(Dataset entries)
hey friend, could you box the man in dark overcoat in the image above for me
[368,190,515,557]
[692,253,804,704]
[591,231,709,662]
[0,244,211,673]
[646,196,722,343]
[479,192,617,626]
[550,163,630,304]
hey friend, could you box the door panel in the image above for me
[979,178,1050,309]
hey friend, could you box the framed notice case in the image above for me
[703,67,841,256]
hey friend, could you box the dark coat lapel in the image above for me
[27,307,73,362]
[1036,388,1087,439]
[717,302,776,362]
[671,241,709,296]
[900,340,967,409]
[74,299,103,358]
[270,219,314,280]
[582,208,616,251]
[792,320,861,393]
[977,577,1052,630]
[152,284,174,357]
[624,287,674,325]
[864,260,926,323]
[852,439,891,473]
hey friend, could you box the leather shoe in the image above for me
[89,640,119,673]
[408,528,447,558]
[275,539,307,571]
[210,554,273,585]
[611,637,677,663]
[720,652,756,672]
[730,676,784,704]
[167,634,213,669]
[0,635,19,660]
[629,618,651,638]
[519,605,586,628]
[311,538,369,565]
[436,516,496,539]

* [WHAT THIS TASK INVOLVES]:
The records must be given again in full, exactly as they were written.

* [EXERCISE SOLUTION]:
hey friend, could you box the man in dark overcoat in the image above for me
[368,190,515,557]
[692,253,804,704]
[591,231,709,662]
[0,244,211,673]
[646,196,722,343]
[479,192,617,626]
[550,163,630,304]
hey friend, could you box the door panel in the image above for me
[979,178,1050,309]
hey friend, could you box the framed notice case in the image above for me
[703,67,841,256]
hey friend, could you box the dark coat lapel in the image above for me
[27,307,73,362]
[1036,388,1087,439]
[717,302,776,362]
[671,241,709,296]
[900,340,967,409]
[74,299,103,358]
[270,219,314,280]
[582,208,616,251]
[792,320,861,393]
[977,577,1052,630]
[152,284,174,357]
[624,287,674,325]
[864,260,926,323]
[852,439,891,473]
hey friend, could you box the leather shoe in the image above for me
[89,640,119,673]
[408,528,447,558]
[275,539,307,571]
[210,554,273,585]
[611,637,677,663]
[720,652,756,672]
[730,676,784,704]
[167,634,213,669]
[0,635,19,660]
[629,618,651,638]
[519,605,586,628]
[311,538,369,565]
[436,516,496,539]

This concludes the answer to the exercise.